Segment Open
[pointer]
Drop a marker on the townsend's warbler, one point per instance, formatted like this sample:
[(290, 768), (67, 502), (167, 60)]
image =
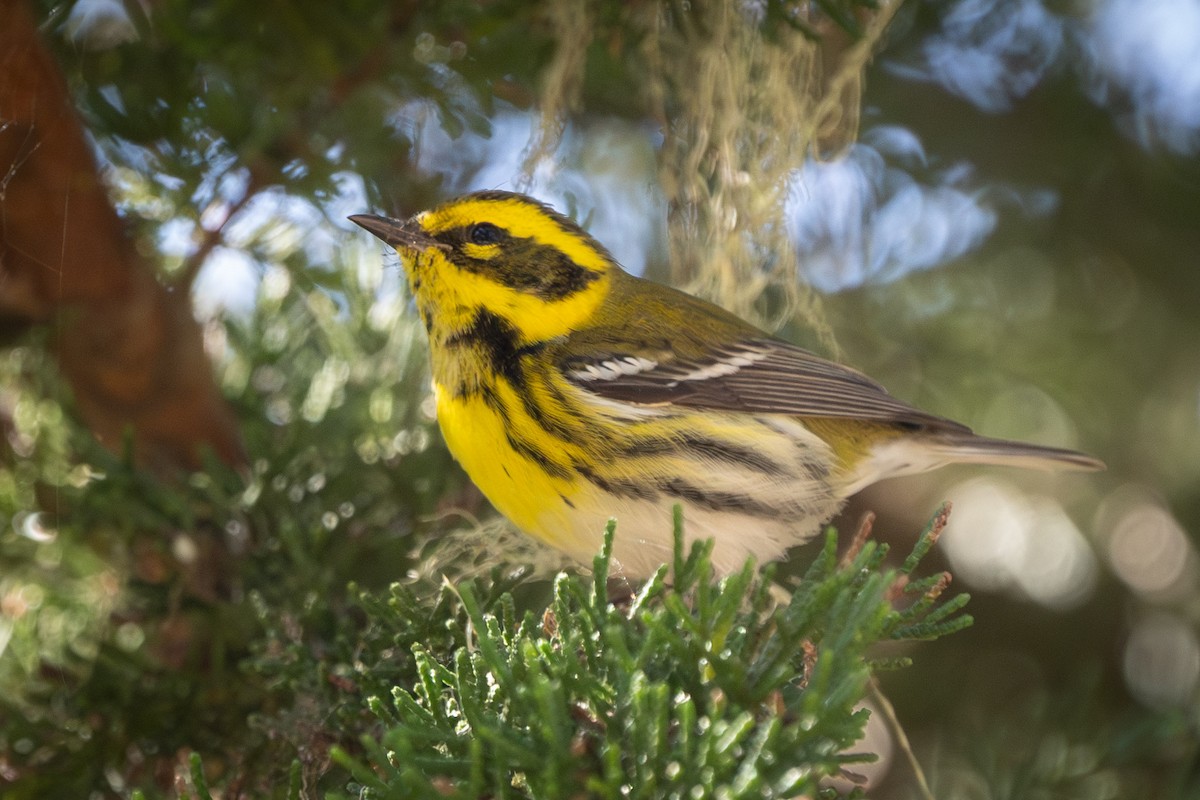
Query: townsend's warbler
[(571, 392)]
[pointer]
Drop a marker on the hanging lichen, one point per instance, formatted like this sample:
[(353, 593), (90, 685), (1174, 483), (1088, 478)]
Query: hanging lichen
[(745, 92)]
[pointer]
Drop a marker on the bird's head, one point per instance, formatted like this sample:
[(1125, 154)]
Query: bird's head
[(502, 254)]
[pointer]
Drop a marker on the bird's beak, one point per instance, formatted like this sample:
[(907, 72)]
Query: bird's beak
[(407, 235)]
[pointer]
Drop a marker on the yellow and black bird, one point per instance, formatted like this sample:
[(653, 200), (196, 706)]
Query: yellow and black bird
[(573, 392)]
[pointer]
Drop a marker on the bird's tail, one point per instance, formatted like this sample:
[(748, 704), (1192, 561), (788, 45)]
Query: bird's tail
[(971, 449), (912, 455)]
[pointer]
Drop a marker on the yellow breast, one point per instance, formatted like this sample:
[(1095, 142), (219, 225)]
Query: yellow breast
[(522, 489)]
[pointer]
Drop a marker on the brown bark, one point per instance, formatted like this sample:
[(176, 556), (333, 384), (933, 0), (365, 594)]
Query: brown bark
[(129, 346)]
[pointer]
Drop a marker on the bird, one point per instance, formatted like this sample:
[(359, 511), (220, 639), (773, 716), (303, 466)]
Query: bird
[(574, 392)]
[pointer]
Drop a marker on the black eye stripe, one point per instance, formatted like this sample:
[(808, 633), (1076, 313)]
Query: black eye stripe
[(485, 233)]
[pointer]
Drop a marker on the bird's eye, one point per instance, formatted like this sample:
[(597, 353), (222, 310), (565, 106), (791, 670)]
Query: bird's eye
[(485, 233)]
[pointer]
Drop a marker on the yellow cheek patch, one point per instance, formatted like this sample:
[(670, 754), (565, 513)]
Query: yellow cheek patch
[(481, 252), (457, 293), (521, 220)]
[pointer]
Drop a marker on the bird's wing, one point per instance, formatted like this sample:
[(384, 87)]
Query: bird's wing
[(756, 376)]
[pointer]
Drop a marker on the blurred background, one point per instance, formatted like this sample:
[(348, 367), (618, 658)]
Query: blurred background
[(1009, 240)]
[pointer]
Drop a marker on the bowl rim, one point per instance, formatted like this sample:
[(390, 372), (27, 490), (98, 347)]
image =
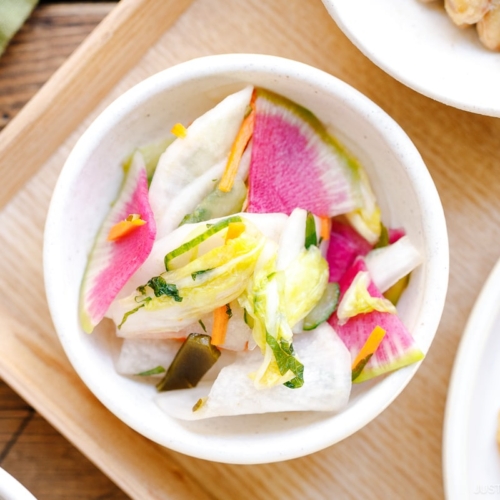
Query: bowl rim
Segment Closed
What the task asks: All lines from the beginning of the entries above to the line containing "Drop a marker on the hanging", inclusive, should be printed exactly, apart from the pictures.

Answer to the problem:
[pointer]
Drop a marker on the townsend's warbler, one point per instance, formatted like this sample:
[(290, 768), (67, 502), (167, 60)]
image =
Query: townsend's warbler
[(571, 392)]
[pointer]
Drop a marker on the hanging lichen, one point per instance, formatted like this sample:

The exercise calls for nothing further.